Exercise prompt → In the part of the listing that opens with the line containing "Objective — one point per instance of the knuckle" and closes at the end of the listing, change every "knit sweater cuff" to "wool sleeve cuff". Give back that part alone, with everything else left unchanged.

Rows from a pointing listing →
— begin —
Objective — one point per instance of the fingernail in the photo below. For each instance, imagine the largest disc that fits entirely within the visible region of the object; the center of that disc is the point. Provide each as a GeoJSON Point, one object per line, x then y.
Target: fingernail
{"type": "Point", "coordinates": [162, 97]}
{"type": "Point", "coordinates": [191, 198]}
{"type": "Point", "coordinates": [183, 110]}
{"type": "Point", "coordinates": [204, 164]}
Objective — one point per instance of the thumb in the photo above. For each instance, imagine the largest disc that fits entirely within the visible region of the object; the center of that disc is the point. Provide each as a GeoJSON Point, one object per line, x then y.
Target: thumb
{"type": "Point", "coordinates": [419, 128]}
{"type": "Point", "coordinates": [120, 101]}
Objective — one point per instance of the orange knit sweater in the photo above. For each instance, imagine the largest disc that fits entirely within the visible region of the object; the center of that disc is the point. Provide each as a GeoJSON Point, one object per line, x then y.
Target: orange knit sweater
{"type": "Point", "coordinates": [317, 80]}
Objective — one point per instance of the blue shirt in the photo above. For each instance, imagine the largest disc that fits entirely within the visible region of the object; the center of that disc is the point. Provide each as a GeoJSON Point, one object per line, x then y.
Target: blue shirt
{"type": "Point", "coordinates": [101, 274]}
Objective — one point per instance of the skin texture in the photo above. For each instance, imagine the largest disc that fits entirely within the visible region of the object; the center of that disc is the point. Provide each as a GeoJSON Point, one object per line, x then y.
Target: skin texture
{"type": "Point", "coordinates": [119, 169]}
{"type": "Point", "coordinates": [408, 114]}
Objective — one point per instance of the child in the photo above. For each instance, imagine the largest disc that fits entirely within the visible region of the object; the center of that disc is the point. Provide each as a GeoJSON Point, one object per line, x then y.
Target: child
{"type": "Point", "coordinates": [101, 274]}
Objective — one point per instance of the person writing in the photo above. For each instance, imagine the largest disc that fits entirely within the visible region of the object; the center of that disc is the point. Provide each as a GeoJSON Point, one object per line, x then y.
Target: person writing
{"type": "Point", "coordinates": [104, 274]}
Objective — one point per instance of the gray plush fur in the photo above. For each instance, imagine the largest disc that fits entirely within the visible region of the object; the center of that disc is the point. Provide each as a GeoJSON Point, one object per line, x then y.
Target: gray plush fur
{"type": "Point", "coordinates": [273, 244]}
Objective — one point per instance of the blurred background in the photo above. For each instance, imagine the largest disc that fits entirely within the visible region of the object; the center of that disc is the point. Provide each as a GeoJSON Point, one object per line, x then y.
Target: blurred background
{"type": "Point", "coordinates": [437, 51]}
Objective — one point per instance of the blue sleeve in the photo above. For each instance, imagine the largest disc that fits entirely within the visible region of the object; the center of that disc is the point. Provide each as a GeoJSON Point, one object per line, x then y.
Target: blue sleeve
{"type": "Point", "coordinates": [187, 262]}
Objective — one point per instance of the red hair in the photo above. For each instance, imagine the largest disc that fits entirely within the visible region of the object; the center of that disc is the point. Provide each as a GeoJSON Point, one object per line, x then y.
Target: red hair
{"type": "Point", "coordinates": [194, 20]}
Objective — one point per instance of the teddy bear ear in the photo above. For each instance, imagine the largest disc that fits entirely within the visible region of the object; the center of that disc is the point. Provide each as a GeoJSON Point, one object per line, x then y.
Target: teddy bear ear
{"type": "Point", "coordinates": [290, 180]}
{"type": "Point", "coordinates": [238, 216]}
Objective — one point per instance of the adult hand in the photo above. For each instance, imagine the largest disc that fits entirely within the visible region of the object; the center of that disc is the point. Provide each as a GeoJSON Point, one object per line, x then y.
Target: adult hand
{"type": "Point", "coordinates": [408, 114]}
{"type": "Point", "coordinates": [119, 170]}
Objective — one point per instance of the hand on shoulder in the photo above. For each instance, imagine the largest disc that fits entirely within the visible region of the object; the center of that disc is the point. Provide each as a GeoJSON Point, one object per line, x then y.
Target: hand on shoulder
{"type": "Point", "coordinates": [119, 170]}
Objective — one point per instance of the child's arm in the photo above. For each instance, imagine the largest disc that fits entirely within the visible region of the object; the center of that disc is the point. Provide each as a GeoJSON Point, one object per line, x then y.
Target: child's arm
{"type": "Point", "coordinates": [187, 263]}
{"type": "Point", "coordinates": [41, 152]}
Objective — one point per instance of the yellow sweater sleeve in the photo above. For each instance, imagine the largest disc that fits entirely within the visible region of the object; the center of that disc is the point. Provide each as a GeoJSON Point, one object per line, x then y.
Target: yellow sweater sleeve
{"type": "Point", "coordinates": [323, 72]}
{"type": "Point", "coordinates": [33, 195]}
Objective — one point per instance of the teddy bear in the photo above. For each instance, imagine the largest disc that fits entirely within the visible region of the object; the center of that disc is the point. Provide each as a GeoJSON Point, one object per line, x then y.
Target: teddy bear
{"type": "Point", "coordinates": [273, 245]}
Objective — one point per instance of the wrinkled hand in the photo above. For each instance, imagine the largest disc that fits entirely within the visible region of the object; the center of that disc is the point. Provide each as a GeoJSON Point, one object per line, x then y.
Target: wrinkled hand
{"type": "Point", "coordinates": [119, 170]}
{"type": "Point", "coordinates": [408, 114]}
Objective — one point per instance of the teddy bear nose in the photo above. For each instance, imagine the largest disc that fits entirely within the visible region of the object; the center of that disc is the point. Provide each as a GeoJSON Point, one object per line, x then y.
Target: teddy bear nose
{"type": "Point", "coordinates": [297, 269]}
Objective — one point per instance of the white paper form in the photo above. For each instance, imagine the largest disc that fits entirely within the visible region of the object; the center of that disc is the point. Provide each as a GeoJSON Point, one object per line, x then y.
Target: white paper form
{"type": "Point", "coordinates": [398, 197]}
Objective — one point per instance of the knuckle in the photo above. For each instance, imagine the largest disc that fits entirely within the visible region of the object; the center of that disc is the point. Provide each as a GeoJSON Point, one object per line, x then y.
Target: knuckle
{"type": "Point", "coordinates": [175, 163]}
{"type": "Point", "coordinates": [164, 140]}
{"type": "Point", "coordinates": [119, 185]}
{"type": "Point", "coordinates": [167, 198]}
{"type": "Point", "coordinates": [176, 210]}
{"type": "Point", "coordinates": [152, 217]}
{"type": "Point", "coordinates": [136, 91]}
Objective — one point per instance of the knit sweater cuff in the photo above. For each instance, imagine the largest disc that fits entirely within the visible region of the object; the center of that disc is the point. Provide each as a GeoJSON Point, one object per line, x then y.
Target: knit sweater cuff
— end —
Answer to this task →
Objective — one point per instance of the knuckle in the photo above. For each instance, imagine the largest disc that fits entirely within the visible region of the object; the center of that disc is the point. Provide each as a GeoJSON Point, one object per line, x then y.
Target: knuckle
{"type": "Point", "coordinates": [175, 163]}
{"type": "Point", "coordinates": [164, 140]}
{"type": "Point", "coordinates": [119, 185]}
{"type": "Point", "coordinates": [167, 198]}
{"type": "Point", "coordinates": [176, 210]}
{"type": "Point", "coordinates": [152, 217]}
{"type": "Point", "coordinates": [136, 91]}
Objective — one point per instance of the wool sleeve cuff in the photo above. For each instance, imagine the largest disc that fits entirely within the visible region of the object; the center of that disc is the point. Provide each as a GeoJSON Point, one object per line, x then y.
Target: wool sleeve cuff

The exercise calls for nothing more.